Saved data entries
▬▬▬▬▬▬▬▬▬▬

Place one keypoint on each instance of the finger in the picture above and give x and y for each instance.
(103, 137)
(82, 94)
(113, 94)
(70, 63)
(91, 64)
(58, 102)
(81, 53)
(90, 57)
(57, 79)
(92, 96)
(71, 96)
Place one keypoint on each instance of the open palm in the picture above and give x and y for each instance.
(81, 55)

▬▬▬▬▬▬▬▬▬▬

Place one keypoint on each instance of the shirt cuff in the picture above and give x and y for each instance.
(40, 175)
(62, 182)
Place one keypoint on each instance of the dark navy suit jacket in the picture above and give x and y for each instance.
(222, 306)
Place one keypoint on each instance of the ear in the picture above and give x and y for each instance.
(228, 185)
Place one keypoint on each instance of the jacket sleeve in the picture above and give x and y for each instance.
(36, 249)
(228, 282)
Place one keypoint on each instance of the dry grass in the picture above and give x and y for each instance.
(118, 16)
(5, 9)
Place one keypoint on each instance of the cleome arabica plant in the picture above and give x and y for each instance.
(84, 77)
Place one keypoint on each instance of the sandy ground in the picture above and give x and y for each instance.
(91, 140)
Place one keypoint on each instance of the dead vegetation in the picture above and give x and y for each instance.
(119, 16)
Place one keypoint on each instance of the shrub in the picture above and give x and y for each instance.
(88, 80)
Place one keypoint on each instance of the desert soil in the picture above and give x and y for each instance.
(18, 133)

▬▬▬▬▬▬▬▬▬▬

Task directions: Gather and copy out every line of the entries above that contains the string "jacket", treating uppercase and lowercase letters as different.

Written reply:
Place one keypoint on each instance of the dark navy suit jacket in the picture above and give x and y for each instance.
Place one keypoint on each instance of the jacket sleeve in the picture above and give x and y for each instance.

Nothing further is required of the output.